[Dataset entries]
□ □ □

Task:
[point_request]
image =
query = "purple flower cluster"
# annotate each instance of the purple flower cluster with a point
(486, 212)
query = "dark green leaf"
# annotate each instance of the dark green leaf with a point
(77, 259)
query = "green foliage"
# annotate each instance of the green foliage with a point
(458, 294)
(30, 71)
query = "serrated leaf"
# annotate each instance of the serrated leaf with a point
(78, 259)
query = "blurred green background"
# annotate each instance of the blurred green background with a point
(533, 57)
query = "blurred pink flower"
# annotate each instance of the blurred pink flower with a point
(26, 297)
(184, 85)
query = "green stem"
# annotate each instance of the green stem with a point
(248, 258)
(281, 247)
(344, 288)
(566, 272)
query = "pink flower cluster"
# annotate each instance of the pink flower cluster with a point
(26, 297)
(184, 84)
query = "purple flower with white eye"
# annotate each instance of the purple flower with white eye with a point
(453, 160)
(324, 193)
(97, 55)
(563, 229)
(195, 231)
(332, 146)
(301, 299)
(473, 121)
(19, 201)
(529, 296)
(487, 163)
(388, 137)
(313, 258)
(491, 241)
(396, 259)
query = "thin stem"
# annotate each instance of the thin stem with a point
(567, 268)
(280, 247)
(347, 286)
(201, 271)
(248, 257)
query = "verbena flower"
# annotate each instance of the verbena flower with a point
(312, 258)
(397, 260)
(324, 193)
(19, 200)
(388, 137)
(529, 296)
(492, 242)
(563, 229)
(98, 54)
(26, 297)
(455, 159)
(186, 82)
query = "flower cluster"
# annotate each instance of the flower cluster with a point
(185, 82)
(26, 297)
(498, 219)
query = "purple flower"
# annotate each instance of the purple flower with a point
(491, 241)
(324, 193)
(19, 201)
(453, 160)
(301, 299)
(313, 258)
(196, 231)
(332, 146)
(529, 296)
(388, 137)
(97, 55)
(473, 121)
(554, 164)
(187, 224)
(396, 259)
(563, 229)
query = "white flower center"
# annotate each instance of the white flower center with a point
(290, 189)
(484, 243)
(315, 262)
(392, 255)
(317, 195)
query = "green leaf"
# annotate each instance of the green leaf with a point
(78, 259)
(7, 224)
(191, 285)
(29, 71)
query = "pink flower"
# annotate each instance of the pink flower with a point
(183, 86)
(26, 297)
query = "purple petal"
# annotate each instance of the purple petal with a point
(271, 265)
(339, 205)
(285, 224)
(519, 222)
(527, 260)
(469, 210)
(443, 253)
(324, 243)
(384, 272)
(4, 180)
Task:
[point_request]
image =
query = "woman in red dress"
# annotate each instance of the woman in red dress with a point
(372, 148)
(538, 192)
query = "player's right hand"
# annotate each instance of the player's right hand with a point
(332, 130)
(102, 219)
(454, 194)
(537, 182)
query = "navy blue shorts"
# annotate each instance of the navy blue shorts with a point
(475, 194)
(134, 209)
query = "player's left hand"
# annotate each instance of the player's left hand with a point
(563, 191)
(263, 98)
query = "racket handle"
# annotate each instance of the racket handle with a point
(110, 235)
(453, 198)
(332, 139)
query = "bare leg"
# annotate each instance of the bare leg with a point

□ □ □

#### [What is required]
Your reply must contain each entry, reproduced exactly.

#### [Response to this exercise]
Task:
[point_request]
image =
query = "purple flower cluster"
# annotate each instance of the purple flower cluster with a point
(486, 212)
query = "dark green leaf"
# annotate each instance of the dark green leaf with a point
(77, 259)
query = "green foliage"
# annotate each instance of the green foliage with a point
(458, 294)
(30, 71)
query = "serrated leaf"
# annotate each instance of the serrated leaf with a point
(78, 259)
query = "blurred green background"
# annotate each instance of the blurred green background with a point
(533, 57)
query = "blurred pink flower"
# annotate each instance of the blurred pink flower with a point
(26, 297)
(184, 85)
query = "green stem"
# annotate each instance of the green stem with a point
(248, 258)
(281, 247)
(344, 288)
(566, 272)
query = "pink flower cluster"
# annotate each instance of the pink flower cluster with a point
(26, 297)
(184, 84)
query = "purple flower with white eye"
# annotate each instance of the purple flower with white eye with a point
(453, 160)
(324, 193)
(97, 55)
(563, 229)
(195, 231)
(332, 146)
(301, 299)
(473, 121)
(19, 201)
(529, 296)
(487, 163)
(388, 137)
(313, 258)
(491, 241)
(396, 259)
query = "thin stem"
# annotate each instance of the thin stem with a point
(567, 268)
(280, 247)
(347, 286)
(201, 271)
(248, 257)
query = "verbena flower"
# annotate each instance of the verbena flower with a point
(312, 258)
(397, 260)
(324, 193)
(19, 200)
(388, 137)
(529, 296)
(492, 242)
(563, 229)
(98, 54)
(26, 297)
(455, 159)
(186, 82)
query = "flower cluster"
# annotate each instance of the flower cluster with a point
(185, 82)
(26, 297)
(498, 219)
query = "purple flower"
# annotate each instance of the purple flower with a point
(491, 241)
(324, 193)
(19, 201)
(453, 160)
(301, 299)
(313, 258)
(196, 231)
(332, 146)
(529, 296)
(388, 137)
(97, 55)
(473, 121)
(554, 164)
(187, 224)
(396, 259)
(563, 229)
query = "white flower center"
# annotate each instance of the white flower center with a point
(290, 189)
(484, 243)
(315, 262)
(392, 255)
(317, 195)
query = "green leaf"
# annotate each instance of the green leaf with a point
(78, 259)
(7, 224)
(191, 285)
(29, 71)
query = "pink flower"
# annotate each instance of the pink flower with a point
(183, 86)
(26, 297)
query = "purple petal"
# annotate each instance of the purple petal with a point
(271, 265)
(339, 205)
(285, 224)
(519, 222)
(527, 260)
(469, 210)
(443, 253)
(324, 243)
(384, 272)
(4, 180)
Task:
[point_request]
image =
query = "woman in red dress"
# annotate each instance of the woman in red dress with a point
(372, 148)
(538, 192)
query = "player's right hand"
# annotate each instance of the player's right hand with a point
(332, 130)
(102, 219)
(454, 194)
(537, 182)
query = "navy blue shorts"
# annotate each instance of the navy blue shorts with a point
(475, 194)
(134, 209)
query = "player's left hand"
# annotate each instance of the player's left hand with a point
(563, 191)
(263, 98)
query = "racket handle"
# annotate each instance of the racket handle with a point
(110, 235)
(453, 198)
(332, 139)
query = "bare leg"
# annotate each instance of the bare leg with a point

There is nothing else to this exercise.